:: Requirement ::
Please write out every item below word for word, leaving the pictures out.

Coordinate labeling data:
§
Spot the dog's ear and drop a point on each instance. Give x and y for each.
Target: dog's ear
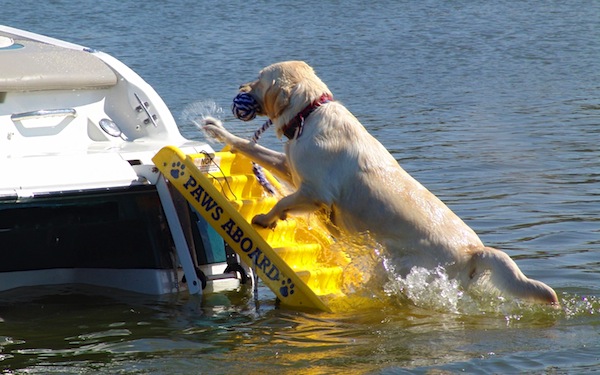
(276, 100)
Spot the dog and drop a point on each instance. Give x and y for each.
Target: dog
(336, 165)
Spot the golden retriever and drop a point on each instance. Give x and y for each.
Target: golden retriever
(335, 164)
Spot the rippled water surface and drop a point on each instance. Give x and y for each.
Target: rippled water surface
(494, 106)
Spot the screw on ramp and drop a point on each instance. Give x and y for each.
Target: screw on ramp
(294, 260)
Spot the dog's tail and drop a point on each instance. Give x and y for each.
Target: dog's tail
(508, 278)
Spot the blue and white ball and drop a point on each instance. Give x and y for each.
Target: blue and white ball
(244, 107)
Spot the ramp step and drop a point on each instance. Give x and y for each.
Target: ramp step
(294, 260)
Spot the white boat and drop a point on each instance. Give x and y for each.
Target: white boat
(80, 199)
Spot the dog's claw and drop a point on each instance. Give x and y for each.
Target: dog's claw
(262, 221)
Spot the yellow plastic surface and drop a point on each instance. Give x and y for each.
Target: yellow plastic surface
(294, 260)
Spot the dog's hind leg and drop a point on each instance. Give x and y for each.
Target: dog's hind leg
§
:: Solution for this task ::
Spot the dog's ear and drop a point on each instance. Give x and y for each.
Target: dog's ear
(276, 100)
Spot the dog and drop a point on each instance. Give x and y for each.
Target: dog
(336, 165)
Spot the golden retriever and drop a point on each instance. Give x and y for each.
Target: golden retriever
(335, 164)
Spot the rippled water surface and drop a point on each instance. Give x and y for each.
Target: rippled water surface
(494, 106)
Spot the screw on ramp and drop a point on each instance. Give x and y for each.
Target: screw on ramp
(294, 260)
Spot the dog's tail and drop a point on each instance. Give x and y for each.
Target: dog's tail
(508, 278)
Spot the blue and white ball and drop a point on each instance. Give x and y for each.
Target: blue and white ball
(244, 107)
Spot the ramp step and drop a point on each instance. Give x and y for each.
Target: ramp step
(294, 260)
Spot the white boat and drop a point on each instance. Give x and y for each.
Target: white boat
(80, 199)
Spot the dog's claw and drop a point on each instance. Give x and y for each.
Target: dog's claw
(262, 221)
Spot the yellow plastic surface and drop a point on each instance. Give x and y for each.
Target: yellow plastic surface
(294, 260)
Spot the dog's hind leg and drop a point on each instance. Give x and y for each.
Target: dog's hind leg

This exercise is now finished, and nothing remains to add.